### Texto fuente
-=-=-=-=-
La reacción de los lectores ante uno y otro deceso no pudo ser más explícita: el de Aguilar Mora afligió a un puñado de fieles, casi una secta (cuyos secuaces apenas se hablan entre sí, cual debe), y escritos los obituarios (uno de ellos yo lo escribí aquí)1 Jorge, “mandarín y cara pálida”, regresó a la penumbra lucreciana y materialista que seguramente soñó para reposar. Y si su muerte fue inesperada, la de José Agustín, “tipo duro y piel roja” dedicado a oír el escándalo de la calle, fue publicitada antes de ocurrir con murmuraciones y presagios, la filtración de un video donde recibía la extremaunción y otros mensajes propios de una estrella que se hizo de un público tan vasto y emotivo que, de no haber intervenido su familia, exigiendo privacía, una multitud se hubiese dirigido a sus exequias en Cuautla, protagonizando otra versión del festival de Avándaro.

Uno y otro, debe decirse, se complementaron a la perfección, encarnando el espíritu de los sesenta (que en México fueron los años setenta del XX): las aventuras teoréticas del posestructuralismo junto a los cultos eleusinos, Roland Barthes contra el rock como “la nueva música clásica”, el nietzscheanismo –tan complicado y atractivo para la izquierda– y la contracultura siempre en riesgo de ser fagocitada por una ávida “sociedad de consumo”, Bruckner y la mota, la Enciclopedia y el I Ching. Allá donde se encuentren, uno ateo y otro de regreso a la Iglesia católica, Aguilar Mora y José Agustín, que siendo tan distintos se profesaron un remoto y consistente afecto, deben tener mucho de qué platicar.

Los binomios propuestos por Connolly y Bellow (hay otros similares) a ratos se trastocan y ocurre el fatal intercambio de atributos. Obsesionado de joven por el giro lingüístico, Aguilar Mora sintió una prolongada atracción por los “pieles rojas”, escribiendo sobre la Revolución mexicana y, no en balde natural de Chihuahua, adoró al tipo más duro de la historia mexicana: Pancho Villa, convirtiéndose en un sofisticado mandarín para el cual el fusilamiento fue el espectáculo supremo. En todo “cara pálida” hay un gusto por las gotas de sangre cayendo del cadalso del guillotinado y, aunque le hubiera enfurecido escucharlo, en la pasión de Aguilar Mora por la cultura revolucionaria algo había del amaneramiento del esteta. Desde la torre de marfil se aprecia mejor el paso de la carreta del verdugo.
-=-=-=-=-
### Lista de tareas
1) Según el texto sobre Aguilar Mora y José Agustín, ¿de qué lugar era natural Aguilar Mora?
2) Prosigue el texto sobre Aguilar Mora y José Agustín a partir de su última oración.

### Datos mostrados
-=-=-=-=-
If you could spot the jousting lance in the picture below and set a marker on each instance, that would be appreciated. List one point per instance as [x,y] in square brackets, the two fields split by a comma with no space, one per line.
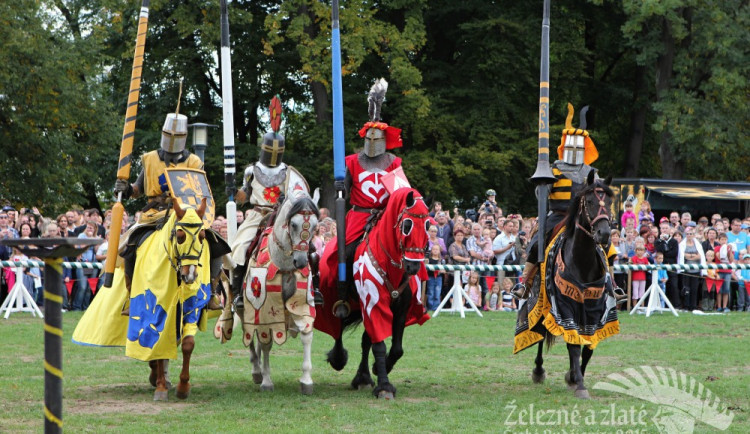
-=-=-=-=-
### Resultados finales
1) Era natural de Chihuahua.

2)
Aguilar Mora culminó su obra con lo que quedó en trilogía, unos extraordinarios “Umbrales del siglo XIX” iniciados con Sueños de la razón. 1799 y 1800 (2015), continuados con Fantasmas de la luz y el caos. 1801 y 1802 (2018) y culminados con El verbo del deseo. 1803 y 1804 (2024), que aparece de manera póstuma. Son pocos los escritores mexicanos que se han aventurado más allá del dominio nacional e iberoamericano y no todos lo han hecho con la pedagogía de Alfonso Reyes frente a su edad ateniense (y Goethe) o con la pasión crítica de Octavio Paz por el arte moderno, la vanguardia artística y la revolución mundial. Jaime Torres Bodet escribió biografías honestas aunque muy limitadas sobre Honoré de Balzac, Lev Tolstói y Marcel Proust; Rafael Solana dedicó un libro a Eça de Queirós, Pierre Loti y Giuseppe Verdi que hubiera merecido mejor suerte y un Fernando del Paso dejó el primer tomo de Bajo la sombra de la historia. Ensayos sobre el islam y el judaísmo (2011), voluminoso empeño que ha sido olímpicamente ignorado, habría que ver si con justicia.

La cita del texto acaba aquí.